Retype exactly the stretch of lines that begins at the line containing "Locate every instance of the dashed" and ends at the last line of the data, with no other lines.

'''

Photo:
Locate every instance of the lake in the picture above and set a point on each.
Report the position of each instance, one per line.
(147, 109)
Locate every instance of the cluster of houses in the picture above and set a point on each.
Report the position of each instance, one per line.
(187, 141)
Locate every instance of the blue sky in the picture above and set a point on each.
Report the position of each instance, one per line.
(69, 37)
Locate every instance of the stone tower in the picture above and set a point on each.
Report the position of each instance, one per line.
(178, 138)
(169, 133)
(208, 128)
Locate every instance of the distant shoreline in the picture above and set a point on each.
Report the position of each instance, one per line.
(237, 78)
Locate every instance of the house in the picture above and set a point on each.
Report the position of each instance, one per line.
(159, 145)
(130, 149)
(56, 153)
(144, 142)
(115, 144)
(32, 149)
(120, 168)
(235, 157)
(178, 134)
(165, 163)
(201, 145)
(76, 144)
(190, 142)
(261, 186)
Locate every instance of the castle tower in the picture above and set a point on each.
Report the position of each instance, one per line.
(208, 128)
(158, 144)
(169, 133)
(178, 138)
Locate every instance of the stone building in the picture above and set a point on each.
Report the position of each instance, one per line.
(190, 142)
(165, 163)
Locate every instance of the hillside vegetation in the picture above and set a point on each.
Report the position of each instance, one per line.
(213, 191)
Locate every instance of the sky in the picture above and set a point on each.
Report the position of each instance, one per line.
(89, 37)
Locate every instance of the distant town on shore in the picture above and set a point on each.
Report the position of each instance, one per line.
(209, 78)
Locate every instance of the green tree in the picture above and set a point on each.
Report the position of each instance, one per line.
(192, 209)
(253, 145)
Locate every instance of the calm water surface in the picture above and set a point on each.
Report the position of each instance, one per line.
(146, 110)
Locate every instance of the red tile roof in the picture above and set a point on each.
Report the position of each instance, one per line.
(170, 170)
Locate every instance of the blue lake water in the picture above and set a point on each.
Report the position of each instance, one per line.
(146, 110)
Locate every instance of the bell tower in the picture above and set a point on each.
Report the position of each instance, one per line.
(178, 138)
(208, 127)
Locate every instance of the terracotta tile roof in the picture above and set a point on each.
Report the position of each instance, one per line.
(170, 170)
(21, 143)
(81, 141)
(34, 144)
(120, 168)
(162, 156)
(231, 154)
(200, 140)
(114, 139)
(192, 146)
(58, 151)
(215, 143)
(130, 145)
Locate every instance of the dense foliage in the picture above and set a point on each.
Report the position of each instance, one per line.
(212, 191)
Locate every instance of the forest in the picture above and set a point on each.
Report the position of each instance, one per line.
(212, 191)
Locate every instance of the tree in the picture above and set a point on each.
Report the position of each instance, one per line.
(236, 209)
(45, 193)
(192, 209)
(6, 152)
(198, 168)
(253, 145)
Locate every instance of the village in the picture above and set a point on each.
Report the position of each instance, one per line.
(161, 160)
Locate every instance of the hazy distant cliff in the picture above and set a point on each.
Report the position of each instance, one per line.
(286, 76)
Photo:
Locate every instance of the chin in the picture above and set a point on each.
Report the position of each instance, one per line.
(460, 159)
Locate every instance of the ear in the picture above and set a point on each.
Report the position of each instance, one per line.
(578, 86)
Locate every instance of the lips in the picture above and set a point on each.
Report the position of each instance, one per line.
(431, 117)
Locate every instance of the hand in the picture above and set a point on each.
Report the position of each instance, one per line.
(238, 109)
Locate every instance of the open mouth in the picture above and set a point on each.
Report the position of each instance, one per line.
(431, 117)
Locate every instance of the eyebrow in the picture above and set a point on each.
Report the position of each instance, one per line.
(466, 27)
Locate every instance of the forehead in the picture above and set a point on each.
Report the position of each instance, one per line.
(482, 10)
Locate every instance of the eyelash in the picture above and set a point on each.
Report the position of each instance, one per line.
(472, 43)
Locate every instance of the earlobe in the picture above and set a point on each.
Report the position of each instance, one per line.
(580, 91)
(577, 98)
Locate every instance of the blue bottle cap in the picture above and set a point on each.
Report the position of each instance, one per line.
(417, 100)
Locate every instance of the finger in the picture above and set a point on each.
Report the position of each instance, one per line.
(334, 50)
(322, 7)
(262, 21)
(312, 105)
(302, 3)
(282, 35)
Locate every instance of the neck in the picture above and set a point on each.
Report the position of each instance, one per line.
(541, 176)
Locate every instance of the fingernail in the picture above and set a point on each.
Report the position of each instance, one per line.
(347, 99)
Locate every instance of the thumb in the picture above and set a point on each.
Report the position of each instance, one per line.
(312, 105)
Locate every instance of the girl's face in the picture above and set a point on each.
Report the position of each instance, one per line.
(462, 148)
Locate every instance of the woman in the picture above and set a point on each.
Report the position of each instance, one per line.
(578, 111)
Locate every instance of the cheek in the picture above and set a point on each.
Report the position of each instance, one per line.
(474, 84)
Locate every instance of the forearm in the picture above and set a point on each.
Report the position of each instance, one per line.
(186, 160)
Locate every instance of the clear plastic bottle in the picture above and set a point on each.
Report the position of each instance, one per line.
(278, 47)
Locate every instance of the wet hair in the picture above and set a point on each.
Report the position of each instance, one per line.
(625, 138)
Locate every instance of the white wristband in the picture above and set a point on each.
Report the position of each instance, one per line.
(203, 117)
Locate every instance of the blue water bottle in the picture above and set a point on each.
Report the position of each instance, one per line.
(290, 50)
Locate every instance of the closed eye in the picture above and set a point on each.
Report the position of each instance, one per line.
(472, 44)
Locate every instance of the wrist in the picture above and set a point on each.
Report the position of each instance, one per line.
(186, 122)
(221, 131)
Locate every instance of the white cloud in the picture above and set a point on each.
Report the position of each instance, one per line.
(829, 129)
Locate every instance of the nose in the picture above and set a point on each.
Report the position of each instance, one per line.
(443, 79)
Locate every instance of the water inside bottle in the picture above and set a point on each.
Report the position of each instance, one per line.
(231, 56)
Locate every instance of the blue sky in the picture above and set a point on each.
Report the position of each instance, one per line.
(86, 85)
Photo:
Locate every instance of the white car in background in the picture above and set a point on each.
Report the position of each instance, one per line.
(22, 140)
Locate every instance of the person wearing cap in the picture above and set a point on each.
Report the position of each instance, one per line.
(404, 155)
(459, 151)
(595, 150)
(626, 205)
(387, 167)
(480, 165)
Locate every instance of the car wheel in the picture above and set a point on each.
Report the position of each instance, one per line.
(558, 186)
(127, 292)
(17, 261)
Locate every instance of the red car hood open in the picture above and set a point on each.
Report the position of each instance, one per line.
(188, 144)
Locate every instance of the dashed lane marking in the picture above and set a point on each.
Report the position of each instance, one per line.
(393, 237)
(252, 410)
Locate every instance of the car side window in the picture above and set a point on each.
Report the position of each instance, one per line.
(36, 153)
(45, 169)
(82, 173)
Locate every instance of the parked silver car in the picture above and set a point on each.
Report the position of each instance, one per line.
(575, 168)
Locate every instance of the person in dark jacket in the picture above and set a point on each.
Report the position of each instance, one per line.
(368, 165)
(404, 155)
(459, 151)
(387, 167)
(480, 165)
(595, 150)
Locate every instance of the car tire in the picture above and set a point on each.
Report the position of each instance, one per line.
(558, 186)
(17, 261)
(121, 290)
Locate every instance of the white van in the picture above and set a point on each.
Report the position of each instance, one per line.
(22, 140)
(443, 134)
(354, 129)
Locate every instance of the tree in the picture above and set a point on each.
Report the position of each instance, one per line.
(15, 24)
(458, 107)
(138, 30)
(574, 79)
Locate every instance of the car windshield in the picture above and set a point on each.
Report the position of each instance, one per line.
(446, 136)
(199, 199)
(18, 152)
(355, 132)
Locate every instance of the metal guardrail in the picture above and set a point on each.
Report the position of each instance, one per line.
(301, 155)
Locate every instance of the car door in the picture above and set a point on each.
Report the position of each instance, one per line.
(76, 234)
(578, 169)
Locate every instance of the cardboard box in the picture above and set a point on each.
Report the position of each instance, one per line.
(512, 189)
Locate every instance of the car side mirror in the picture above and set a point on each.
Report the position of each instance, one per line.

'''

-- Response for this exercise --
Locate every instance of the dashed lane marking in the picture above and set a point on each.
Report the position of each instance, one per line.
(393, 237)
(252, 410)
Locate every instance of the car side window in the picture above and set a point on each.
Report the position of each instance, one per line.
(36, 153)
(45, 169)
(82, 173)
Locate every instance of the parked silver car in the picture above and set a point on each.
Report the position of each instance, one per line.
(575, 168)
Locate every instance of the person in dark jacket in the picture above and set a point on each.
Report the position of each instance, one per line.
(368, 165)
(404, 155)
(459, 151)
(387, 167)
(480, 165)
(595, 150)
Locate every instance of the car tire in the picture above and set a point on each.
Report the position of each instance, one per line.
(558, 186)
(17, 261)
(121, 290)
Locate every instance of the white van in the picture above and set a point on each.
Report the position of each instance, one per line.
(22, 140)
(443, 134)
(354, 129)
Locate every instance of the tree in the picture above and set a point on each.
Report the position of each instance, one per line.
(15, 24)
(458, 107)
(138, 30)
(574, 79)
Locate every instance of the car windshield in the picture above and set a point on each.
Report the position of each instance, one per line.
(446, 136)
(199, 199)
(18, 152)
(355, 132)
Locate every instance of the metal guardrail in the picture above and set a point on each.
Report the position of each instance, one per line.
(301, 155)
Locate every instance of the car door in the picture above and set a point on each.
Report the position of each instance, one per line.
(76, 234)
(578, 169)
Locate every instance of the cardboard box in the picture above and set a point on each.
Report the position of each instance, one per line.
(512, 189)
Locate every instance of the car side mirror in the picture above and set a point on each.
Report the position of each instance, one per line.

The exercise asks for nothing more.